■ Task requirements ■
1. In the fan comments, rewrite the passage between "It’s potentially a" and "on any level.", inclusive, swapping "Berghaus" for "Barbour".
2. Answer these questions from the fan comments.
(a) Which commenter does the first writer agree with?
(b) Which team is named as the next match after tonight?
(c) In which interview did the board pick its fight?

■ Exercise text ■
——

I agree with #1 Cyprus Canary. An excellent article indeed.
For anyone out there who believes we may yet recruit Big Sam, I wouldn’t hold your collective breath.
It’s potentially a funny old night tonight, with no disrespect to any Teletubbies. I’ll be in Berghaus and Levis, hoping not to see anything comical on any level.
But as is the case with Will, optimism is in short supply at my end too. I’ve spoken to my mates before we meet up as I always do and positive expectation is at an all-time low.
If Alex Neil is going to get us out of this mess he really will have to prove it tonight.
Very true Martin. If Neil wishes to void the backlash of the crowd tonight, he needs a win, nothing less. Probably he needs to follow it up against Huddersfield with the same.
The board obviously see it differently and have dug their kitten heels in for a fight, one they quite clearly deliberately picked in the times interview.
My fervent hope is that if an adverse reaction is forthcoming tonight, that it isn’t exclusively in the direction of the manager, but also directed at the boardroom so as to cause the maximum discomfort and embarrassment on live television.
Even during the worst excesses of the smith regime, pre McNally when gunn was plumbing the depths of the third division, I cannot recall such despondency amongst fellow supporters. The feeling that we cannot do,anything about the situation bar watch from the sidelines as it unfolds is one of deja vu when it comes to Delia smiths reign.

——

■ Dataset excerpts ■
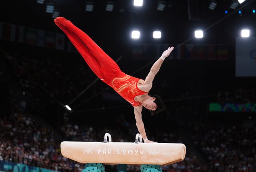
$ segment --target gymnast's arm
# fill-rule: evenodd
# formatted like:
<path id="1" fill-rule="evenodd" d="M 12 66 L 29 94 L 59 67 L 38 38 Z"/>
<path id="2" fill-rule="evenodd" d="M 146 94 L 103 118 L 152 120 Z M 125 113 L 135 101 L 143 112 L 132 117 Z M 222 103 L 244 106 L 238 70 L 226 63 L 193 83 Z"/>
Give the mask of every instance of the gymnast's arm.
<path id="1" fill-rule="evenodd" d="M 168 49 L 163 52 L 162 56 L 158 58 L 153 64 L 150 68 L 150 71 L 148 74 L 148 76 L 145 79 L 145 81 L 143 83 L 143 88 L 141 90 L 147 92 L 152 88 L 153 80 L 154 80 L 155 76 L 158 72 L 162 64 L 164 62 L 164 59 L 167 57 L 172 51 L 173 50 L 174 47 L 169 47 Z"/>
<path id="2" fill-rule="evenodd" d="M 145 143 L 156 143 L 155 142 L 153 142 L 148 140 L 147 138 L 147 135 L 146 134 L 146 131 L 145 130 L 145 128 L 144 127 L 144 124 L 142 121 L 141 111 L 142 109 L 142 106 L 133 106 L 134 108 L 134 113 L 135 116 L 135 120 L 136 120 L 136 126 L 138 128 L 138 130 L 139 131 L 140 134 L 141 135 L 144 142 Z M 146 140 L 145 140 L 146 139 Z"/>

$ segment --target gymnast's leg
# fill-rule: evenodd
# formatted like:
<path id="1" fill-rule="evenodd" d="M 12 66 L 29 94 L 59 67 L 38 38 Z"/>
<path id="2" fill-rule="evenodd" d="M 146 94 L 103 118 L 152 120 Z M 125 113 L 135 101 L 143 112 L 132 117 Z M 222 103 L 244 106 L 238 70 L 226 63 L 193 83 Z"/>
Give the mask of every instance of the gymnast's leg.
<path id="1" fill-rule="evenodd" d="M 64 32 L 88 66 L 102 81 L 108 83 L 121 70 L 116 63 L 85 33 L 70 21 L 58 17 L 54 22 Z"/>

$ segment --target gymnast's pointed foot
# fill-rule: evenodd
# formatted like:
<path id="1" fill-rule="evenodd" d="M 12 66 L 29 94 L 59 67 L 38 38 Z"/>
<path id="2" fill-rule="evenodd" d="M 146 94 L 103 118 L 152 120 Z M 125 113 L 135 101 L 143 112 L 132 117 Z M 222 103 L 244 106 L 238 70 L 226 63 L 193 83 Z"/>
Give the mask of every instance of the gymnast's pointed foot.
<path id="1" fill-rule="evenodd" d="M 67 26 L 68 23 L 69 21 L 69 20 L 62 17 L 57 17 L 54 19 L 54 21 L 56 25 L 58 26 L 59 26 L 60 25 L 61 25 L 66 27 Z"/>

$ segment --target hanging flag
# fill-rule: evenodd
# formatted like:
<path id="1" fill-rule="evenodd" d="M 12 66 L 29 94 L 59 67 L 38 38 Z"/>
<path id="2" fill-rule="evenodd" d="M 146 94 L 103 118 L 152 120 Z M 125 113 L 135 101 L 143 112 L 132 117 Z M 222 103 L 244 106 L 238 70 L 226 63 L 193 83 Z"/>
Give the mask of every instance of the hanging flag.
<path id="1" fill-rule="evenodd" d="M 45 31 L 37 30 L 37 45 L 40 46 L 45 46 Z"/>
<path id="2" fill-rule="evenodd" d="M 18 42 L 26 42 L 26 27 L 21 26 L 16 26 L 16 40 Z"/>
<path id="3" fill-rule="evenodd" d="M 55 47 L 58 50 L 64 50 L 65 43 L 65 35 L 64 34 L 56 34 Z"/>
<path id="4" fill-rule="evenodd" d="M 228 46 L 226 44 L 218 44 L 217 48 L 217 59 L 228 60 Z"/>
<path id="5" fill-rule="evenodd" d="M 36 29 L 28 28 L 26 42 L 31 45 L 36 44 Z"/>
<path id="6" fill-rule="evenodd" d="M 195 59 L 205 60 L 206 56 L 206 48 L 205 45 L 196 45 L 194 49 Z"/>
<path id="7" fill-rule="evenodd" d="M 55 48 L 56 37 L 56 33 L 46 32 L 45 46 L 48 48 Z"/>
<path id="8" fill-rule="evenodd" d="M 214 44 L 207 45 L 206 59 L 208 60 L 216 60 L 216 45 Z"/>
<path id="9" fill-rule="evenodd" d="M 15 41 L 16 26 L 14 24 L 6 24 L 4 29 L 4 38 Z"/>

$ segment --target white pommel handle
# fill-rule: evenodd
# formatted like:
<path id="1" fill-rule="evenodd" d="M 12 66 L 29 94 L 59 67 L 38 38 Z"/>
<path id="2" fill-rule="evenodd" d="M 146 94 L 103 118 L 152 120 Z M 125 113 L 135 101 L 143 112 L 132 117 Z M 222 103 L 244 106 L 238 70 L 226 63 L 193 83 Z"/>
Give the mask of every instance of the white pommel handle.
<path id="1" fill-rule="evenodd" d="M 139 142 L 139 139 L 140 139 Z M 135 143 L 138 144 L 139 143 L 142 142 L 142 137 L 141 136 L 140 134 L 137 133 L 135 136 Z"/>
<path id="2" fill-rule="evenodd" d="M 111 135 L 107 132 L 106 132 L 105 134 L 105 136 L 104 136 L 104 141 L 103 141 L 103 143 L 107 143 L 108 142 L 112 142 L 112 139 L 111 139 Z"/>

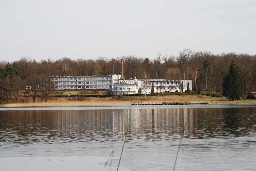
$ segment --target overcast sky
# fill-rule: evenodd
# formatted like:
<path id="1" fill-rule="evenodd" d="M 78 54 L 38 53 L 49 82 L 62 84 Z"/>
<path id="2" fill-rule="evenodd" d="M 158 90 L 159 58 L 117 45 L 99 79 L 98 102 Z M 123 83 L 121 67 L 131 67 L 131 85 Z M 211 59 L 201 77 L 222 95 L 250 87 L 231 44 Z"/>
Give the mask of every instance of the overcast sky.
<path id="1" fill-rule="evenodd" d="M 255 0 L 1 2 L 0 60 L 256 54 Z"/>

——

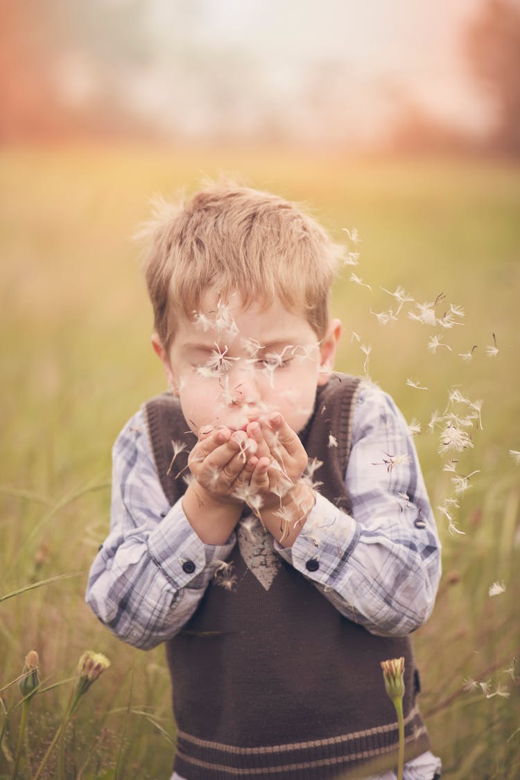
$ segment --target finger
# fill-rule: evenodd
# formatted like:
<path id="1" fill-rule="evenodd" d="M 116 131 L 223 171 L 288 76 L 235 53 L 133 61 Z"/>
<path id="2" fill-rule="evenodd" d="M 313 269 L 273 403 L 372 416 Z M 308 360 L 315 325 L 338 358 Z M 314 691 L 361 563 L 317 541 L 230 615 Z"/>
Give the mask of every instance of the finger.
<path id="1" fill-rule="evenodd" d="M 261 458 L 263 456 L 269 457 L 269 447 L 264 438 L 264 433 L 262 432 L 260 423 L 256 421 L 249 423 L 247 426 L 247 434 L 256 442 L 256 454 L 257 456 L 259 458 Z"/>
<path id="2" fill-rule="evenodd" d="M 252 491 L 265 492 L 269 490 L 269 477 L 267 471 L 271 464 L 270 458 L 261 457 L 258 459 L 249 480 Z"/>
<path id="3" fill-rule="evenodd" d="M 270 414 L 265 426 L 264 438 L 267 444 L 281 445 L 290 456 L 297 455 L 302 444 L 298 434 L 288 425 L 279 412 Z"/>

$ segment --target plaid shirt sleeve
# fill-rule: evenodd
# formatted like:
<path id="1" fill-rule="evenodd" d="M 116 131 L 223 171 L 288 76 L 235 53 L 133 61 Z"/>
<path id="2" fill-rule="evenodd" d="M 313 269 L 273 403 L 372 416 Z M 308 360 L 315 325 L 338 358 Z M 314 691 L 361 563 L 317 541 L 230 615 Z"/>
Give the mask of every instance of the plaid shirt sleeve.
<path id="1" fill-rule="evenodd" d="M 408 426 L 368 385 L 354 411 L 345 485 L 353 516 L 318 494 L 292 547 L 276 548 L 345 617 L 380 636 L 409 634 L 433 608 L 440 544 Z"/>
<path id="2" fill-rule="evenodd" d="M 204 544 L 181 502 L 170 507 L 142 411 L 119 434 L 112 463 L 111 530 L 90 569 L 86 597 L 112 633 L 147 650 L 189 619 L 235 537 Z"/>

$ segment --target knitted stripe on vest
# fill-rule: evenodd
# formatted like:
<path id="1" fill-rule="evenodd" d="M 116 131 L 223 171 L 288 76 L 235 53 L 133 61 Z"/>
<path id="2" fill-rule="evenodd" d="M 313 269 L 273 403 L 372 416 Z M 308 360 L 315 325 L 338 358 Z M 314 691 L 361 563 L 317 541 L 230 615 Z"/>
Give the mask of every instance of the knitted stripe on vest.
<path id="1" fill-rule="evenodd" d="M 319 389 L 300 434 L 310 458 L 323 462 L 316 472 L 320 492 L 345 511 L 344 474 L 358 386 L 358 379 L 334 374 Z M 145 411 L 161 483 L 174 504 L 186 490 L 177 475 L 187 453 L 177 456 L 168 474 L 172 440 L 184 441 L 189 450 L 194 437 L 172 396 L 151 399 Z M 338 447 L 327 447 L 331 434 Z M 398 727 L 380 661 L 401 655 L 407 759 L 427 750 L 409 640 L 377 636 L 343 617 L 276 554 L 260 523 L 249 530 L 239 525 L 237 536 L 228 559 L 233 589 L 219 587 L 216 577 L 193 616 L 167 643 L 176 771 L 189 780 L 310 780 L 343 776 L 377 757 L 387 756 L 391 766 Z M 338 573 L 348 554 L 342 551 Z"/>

——

■ Solutions below ■
1.
It’s potentially a funny old night tonight, with no disrespect to any Teletubbies. I’ll be in Barbour and Levis, hoping not to see anything comical on any level.

2.
(a) #1 Cyprus Canary
(b) Huddersfield
(c) The times interview